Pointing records
* * * * * * *

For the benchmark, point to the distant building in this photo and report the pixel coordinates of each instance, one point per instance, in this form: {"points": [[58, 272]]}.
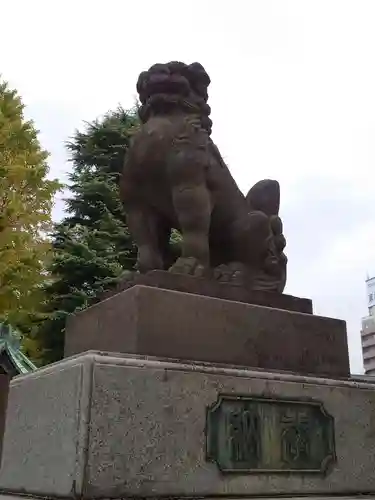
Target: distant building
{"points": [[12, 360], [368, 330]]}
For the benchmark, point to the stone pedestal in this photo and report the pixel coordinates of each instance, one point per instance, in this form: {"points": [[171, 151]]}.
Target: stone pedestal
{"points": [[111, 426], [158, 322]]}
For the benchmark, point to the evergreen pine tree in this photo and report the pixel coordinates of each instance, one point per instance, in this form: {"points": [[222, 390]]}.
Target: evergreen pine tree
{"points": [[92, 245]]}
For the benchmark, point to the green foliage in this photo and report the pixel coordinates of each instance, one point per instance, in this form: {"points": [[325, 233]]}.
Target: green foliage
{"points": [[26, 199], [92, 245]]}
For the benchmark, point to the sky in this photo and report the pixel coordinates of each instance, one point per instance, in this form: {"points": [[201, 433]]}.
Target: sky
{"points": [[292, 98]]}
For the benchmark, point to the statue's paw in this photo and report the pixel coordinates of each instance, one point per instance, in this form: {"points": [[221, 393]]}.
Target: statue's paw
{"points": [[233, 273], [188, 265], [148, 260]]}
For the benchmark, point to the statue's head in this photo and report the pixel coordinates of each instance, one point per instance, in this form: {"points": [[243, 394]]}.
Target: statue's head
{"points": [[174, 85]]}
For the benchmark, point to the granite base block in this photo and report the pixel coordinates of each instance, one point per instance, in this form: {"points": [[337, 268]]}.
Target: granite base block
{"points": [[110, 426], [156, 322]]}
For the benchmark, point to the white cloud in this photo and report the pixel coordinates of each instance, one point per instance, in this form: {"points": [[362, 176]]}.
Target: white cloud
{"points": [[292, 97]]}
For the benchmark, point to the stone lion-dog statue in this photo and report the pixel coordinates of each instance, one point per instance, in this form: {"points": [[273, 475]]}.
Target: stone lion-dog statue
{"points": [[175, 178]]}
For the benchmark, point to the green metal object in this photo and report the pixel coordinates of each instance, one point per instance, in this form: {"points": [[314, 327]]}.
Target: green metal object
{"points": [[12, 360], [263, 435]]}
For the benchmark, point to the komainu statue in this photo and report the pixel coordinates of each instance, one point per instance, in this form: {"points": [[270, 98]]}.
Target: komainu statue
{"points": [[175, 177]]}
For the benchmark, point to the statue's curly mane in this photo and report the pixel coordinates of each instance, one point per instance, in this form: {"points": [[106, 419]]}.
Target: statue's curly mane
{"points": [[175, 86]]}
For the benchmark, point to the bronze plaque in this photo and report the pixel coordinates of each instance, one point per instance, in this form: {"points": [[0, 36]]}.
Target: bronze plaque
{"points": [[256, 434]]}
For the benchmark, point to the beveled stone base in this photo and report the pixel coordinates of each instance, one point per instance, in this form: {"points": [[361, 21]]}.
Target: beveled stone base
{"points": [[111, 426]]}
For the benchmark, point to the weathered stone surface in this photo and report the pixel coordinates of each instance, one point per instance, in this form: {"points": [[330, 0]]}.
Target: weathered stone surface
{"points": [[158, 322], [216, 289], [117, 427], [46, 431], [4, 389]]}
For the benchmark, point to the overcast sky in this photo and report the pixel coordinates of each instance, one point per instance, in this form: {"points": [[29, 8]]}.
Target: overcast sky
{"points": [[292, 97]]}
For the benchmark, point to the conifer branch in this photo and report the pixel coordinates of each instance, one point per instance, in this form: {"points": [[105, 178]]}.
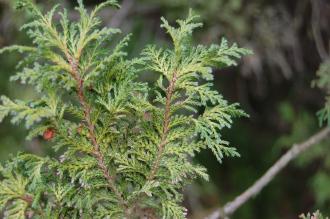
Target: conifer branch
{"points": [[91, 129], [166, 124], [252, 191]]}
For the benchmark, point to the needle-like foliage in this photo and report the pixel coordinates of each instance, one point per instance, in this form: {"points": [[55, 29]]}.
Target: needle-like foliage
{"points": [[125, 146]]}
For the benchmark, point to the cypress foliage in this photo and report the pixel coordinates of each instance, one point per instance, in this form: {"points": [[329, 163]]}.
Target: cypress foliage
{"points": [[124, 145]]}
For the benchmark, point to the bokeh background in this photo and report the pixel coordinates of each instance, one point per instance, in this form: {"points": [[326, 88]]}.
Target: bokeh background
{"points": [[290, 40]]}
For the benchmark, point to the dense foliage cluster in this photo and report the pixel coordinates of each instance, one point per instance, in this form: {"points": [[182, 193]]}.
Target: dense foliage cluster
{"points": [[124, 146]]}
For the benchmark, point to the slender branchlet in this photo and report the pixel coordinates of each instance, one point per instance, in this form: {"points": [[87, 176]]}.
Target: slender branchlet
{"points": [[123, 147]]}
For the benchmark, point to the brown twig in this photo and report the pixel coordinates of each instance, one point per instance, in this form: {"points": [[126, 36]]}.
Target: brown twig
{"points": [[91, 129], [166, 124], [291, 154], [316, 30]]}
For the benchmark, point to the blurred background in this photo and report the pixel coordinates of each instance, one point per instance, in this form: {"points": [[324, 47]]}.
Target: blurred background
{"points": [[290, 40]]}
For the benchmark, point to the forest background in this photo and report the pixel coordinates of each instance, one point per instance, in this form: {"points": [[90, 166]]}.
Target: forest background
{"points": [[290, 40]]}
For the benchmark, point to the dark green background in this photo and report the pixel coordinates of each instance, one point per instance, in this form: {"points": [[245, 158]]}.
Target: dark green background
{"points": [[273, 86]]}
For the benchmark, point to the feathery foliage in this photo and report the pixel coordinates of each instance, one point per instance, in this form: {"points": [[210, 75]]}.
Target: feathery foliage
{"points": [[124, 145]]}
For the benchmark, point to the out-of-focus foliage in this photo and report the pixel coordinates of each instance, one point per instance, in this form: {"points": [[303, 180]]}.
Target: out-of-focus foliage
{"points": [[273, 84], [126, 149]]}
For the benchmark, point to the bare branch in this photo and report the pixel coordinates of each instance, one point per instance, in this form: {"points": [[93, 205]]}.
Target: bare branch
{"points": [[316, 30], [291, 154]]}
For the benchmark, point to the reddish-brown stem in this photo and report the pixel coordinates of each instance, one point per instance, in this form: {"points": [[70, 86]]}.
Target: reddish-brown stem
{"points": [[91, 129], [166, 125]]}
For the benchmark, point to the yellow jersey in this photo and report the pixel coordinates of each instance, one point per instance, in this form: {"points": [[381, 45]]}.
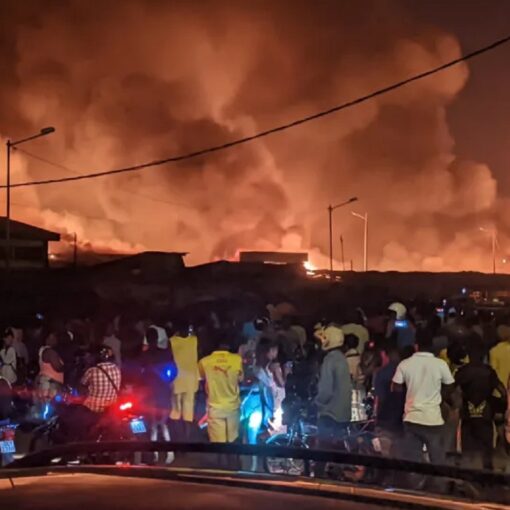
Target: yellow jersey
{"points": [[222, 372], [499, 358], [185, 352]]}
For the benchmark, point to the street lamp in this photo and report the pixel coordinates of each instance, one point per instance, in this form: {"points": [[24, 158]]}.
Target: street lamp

* * * * * * *

WORK TO COMPLETE = Rewrite the rows from the line containing "For the benchmark, point to the yellow" through the end of the rows, swapping "street lamp" for "lamppost" and keeping everything else the same. Omit the pictures from your answer.

COMPLETE RESPONSE =
For the benchmark, point to the yellow jersey in this photo and report the pixel coordinates of each instance, one point per instance, in this form: {"points": [[381, 45]]}.
Target: yellow jersey
{"points": [[222, 372], [499, 358], [185, 352]]}
For the benchmark, point to the lamppost in this photo and report the pixel coordinates of each instance, one point per instance, in this form: {"points": [[24, 158]]}.
Target: lamppost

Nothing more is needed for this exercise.